##### Selected excerpt #####

Accueil>[Séminaire général du CEE] The Most Disproportionate UK Election: 2024 - How the UK Labour Party Doubled its Seat Share with a 1.6 point Increase in Vote Share

08.10.2024

[Séminaire général du CEE] The Most Disproportionate UK Election: 2024 - How the UK Labour Party Doubled its Seat Share with a 1.6 point Increase in Vote Share

À propos de cet événement

Le 08 octobre 2024 de 12:30 à 14:00

K011

1 pl. Saint-Thomas-d'Aquin, 75007, Paris

Organisé par

Centre for European Studies and Comparative Politics (CEE)

How convincing was the UK Labour Party’s election win in the 2024 UK General Election? The Labour Party doubled its seats in the 2024 UK General Election, wining a landslide majority, but with only a 1.6 point increase in vote share. This talk will explain this unprecedented improvement in ‘vote efficiency’ by providing evidence for three constituency-level explanations tied to anti-incumbent voting in the UK in 2024; (i) the local race increased tactical voting in areas Labour needed to gain, and increased ‘sincere’ voting for other parties where Labour didn’t need as many votes, increasing efficiency overall; (ii) Reform UK lowered the threshold needed for Labour to take more constituencies, particularly from the Conservatives; and (iii) Labour outperformed its national success in Scotland, more easily winning in the high proportion of marginal constituencies, with a ‘double anti-incumbent’ vote. These results are informative for the stability of Labour’s electoral coalition in the future. Relying on swings driven by anti-Conservative tactical voting and the fragmentation of the electoral right, Labour’s majority rests on factors largely unrelated to the party’s own electoral popularity.

##### Supplied information #####

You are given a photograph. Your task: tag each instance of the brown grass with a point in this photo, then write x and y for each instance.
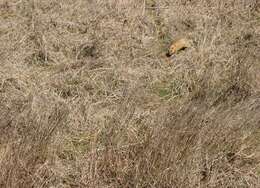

#####

Goal: Please transcribe the passage of the seminar announcement on the 2024 UK election, above, from "À propos de" to "Comparative Politics (CEE)".

Finished exercise:
À propos de cet événement

Le 08 octobre 2024 de 12:30 à 14:00

K011

1 pl. Saint-Thomas-d'Aquin, 75007, Paris

Organisé par

Centre for European Studies and Comparative Politics (CEE)